Start of Text segment

Forrester: Seven trends to shape the future of enterprise applications and ERP

Over the next five years, technology changes will disrupt our long-held beliefs about the ownership and value of core enterprise application, writes Paul D. Hamerman, vice-president and principal analyst at Forrester Research.

Over the next five years, technology changes will disrupt our long-held beliefs about the ownership and value of core enterprise application, writes Paul D. Hamerman, vice-president and principal analyst at Forrester Research. These changes will introduce new levels of process flexibility, improve the transparency of ownership costs, and accelerate the speed of process execution. As outlined in recent research from Forrester, seven technologies will drive this transformation: software-as-a-service (SaaS), mobile, business process management (BPM), usability, platform-as-a-service (PaaS), social networks, and elastic computing.

However, these trends have far-reaching implications that extend beyond the technologies themselves. With applications evolving towards greater levels of flexibility, business experts will increasingly play a more active role in defining the business processes, rules, organisational structures and performance metrics within the software. Already, we recognise that buying decisions and ownership responsibility for applications such as customer relationship management (CRM) and human resource management (HRM), and potentially enterprise resource planning (ERP), is shifting more to the business side of the house. Forrester refers to this ownership shift as "IT to BT", and it represents a unique opportunity for business process professionals to help IT and business stakeholders leverage innovative technology to transform business processes and improve application flexibility and value.

  • Trend 1: Cloud deployment models change application economics – Traditional on-premises applications have reached breaking point: software upgrades have become so costly and difficult that most customers defer for four years or longer. Customisation further complicates the upgrade challenge, and supplier support deadlines and technical obsolescence, rather than business value, drive upgrade decisions. However, SaaS - and, more broadly, cloud computing - represents an alternative deployment model that is much more predictable. As SaaS adoption grows, we expect that application economics will change for customer and supplier alike.

End of Text segment

**Set tasks**:
**A.** Sum up the article on enterprise application trends in two sentences.
**B.** Copy the stretch of the article on enterprise application trends from "However, these trends" through "flexibility and value.", word for word.

Start of Excerpted data

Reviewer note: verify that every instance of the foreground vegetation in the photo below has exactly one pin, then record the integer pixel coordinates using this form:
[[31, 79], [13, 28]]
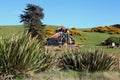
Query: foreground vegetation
[[80, 64]]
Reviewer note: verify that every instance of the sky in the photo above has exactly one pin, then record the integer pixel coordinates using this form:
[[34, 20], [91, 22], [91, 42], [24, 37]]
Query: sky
[[69, 13]]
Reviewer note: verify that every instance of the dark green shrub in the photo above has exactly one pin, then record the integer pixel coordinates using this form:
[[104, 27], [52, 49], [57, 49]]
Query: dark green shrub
[[21, 53], [90, 61]]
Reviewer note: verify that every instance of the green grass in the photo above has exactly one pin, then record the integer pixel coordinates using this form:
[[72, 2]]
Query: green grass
[[93, 39], [91, 42]]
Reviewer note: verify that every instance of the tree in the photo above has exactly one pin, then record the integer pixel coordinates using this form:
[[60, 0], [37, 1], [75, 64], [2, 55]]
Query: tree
[[31, 18]]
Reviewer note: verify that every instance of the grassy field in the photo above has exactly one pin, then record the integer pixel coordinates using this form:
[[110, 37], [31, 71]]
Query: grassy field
[[89, 41]]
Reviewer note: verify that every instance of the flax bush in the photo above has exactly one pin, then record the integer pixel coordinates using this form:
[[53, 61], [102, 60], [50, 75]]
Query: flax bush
[[21, 53], [89, 61]]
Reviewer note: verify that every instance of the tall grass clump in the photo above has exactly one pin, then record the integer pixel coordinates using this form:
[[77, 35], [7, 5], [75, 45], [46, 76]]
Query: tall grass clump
[[89, 61], [21, 54]]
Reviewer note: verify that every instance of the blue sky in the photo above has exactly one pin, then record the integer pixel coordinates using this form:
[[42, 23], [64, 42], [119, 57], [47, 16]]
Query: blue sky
[[69, 13]]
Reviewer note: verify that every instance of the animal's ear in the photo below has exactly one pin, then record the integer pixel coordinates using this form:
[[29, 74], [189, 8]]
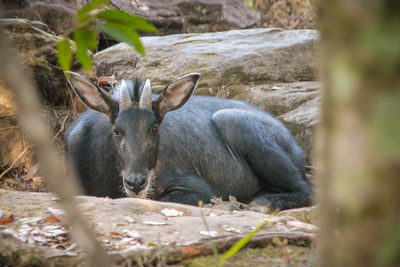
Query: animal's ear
[[93, 96], [175, 94]]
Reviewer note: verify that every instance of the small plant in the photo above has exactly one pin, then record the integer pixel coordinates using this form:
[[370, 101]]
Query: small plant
[[242, 242], [97, 15]]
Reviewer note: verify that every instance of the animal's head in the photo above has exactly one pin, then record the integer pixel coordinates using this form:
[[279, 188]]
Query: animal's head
[[135, 122]]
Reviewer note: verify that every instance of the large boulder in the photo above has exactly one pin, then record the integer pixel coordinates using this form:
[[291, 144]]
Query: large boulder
[[260, 66], [59, 15], [178, 16], [36, 49], [184, 16]]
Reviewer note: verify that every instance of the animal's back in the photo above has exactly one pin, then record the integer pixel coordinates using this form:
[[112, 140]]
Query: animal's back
[[193, 142]]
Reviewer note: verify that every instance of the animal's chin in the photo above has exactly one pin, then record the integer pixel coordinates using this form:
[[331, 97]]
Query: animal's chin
[[145, 192], [141, 194]]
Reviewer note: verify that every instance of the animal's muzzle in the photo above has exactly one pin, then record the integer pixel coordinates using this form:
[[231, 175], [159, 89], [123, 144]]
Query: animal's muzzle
[[135, 183]]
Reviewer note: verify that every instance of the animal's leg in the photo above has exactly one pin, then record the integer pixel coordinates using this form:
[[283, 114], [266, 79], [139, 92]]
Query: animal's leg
[[272, 154], [187, 190]]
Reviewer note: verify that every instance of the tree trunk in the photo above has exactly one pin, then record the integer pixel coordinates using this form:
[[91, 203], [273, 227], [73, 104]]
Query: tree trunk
[[358, 146]]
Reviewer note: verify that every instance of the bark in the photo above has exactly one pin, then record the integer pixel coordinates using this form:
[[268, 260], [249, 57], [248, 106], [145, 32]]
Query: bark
[[52, 167], [358, 141]]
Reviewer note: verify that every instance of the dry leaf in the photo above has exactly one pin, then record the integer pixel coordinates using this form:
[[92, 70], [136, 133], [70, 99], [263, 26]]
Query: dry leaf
[[52, 219], [7, 220]]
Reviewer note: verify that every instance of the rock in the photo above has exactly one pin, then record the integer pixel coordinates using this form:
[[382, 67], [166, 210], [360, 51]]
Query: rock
[[307, 215], [185, 16], [226, 60], [296, 104], [127, 226], [36, 49], [59, 15], [240, 64]]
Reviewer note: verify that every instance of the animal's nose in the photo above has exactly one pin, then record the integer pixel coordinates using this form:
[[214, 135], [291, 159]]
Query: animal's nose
[[135, 183]]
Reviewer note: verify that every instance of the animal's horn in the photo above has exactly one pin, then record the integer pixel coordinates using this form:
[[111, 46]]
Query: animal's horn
[[145, 98], [125, 101]]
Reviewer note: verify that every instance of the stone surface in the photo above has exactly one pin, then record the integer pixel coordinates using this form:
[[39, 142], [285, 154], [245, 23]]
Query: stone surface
[[260, 66], [296, 104], [184, 16], [59, 15], [36, 49], [128, 225]]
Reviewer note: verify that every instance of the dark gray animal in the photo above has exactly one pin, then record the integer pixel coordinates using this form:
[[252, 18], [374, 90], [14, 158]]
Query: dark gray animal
[[182, 148]]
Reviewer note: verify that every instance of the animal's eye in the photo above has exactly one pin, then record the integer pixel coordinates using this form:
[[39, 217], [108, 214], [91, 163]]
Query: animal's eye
[[116, 132], [154, 129]]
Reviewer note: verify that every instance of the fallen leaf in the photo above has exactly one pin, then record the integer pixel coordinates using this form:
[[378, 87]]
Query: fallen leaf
[[52, 219], [171, 212], [7, 220], [114, 234], [209, 233], [56, 212], [154, 223], [190, 251]]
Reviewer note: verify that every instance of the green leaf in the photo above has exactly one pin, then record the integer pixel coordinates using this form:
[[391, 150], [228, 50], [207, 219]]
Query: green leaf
[[85, 40], [64, 54], [123, 34], [81, 16], [121, 17]]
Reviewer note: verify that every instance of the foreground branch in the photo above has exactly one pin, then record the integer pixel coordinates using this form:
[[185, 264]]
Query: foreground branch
[[52, 167]]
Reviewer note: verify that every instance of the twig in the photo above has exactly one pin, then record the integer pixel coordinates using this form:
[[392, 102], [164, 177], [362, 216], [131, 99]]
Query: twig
[[61, 129], [8, 115], [14, 161], [35, 128]]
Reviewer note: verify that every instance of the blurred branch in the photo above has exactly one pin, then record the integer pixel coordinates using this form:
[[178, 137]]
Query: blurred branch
[[52, 167]]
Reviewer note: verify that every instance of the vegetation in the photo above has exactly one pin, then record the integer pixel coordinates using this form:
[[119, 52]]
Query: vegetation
[[96, 15]]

End of Excerpted data

**Exercise answers**:
**A.** Over the next five years, seven technologies (SaaS, mobile, BPM, usability, PaaS, social networks and elastic computing) will change long-held beliefs about owning core enterprise applications and bring more process flexibility, clearer ownership costs and faster process execution. As applications grow more flexible, business experts will play a bigger role and ownership of applications such as CRM and HRM is shifting to the business side, while cloud models like SaaS offer a more predictable alternative to costly on-premises upgrades.

**B.**
However, these trends have far-reaching implications that extend beyond the technologies themselves. With applications evolving towards greater levels of flexibility, business experts will increasingly play a more active role in defining the business processes, rules, organisational structures and performance metrics within the software. Already, we recognise that buying decisions and ownership responsibility for applications such as customer relationship management (CRM) and human resource management (HRM), and potentially enterprise resource planning (ERP), is shifting more to the business side of the house. Forrester refers to this ownership shift as "IT to BT", and it represents a unique opportunity for business process professionals to help IT and business stakeholders leverage innovative technology to transform business processes and improve application flexibility and value.